### What to do:
Report every line of the records below that contains the word "sunlit".

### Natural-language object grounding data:
☆ ☆ ☆

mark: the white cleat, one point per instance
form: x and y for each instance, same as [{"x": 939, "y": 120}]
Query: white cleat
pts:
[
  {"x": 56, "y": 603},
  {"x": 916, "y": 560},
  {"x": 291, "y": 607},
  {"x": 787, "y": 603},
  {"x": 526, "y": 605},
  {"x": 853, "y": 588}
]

☆ ☆ ☆

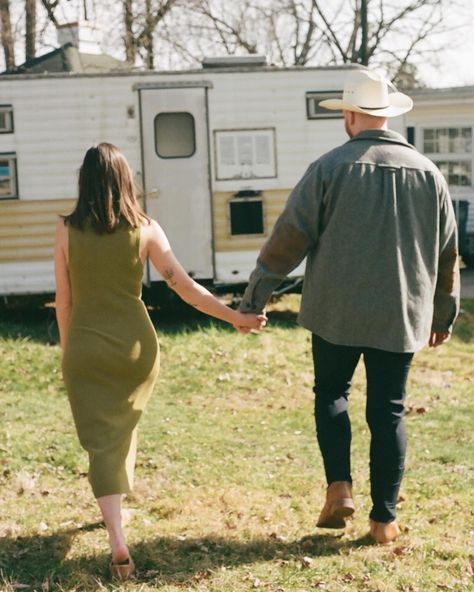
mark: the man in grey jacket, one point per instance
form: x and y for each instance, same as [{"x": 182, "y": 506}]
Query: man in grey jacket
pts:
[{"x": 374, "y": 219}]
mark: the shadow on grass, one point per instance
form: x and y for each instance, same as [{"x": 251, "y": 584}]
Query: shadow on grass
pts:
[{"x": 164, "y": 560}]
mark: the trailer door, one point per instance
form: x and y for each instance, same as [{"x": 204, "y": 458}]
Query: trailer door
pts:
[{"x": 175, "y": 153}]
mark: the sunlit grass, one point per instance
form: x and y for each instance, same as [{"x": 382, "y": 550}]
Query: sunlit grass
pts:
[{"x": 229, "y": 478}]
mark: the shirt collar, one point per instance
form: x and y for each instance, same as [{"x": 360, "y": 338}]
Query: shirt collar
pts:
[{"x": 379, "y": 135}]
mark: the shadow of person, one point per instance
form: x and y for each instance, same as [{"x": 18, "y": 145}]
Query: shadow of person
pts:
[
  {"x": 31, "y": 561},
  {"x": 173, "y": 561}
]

☆ ☆ ☆

### Answer to this task:
mark: the sunlit grass, one point per instance
Query: sunlit grass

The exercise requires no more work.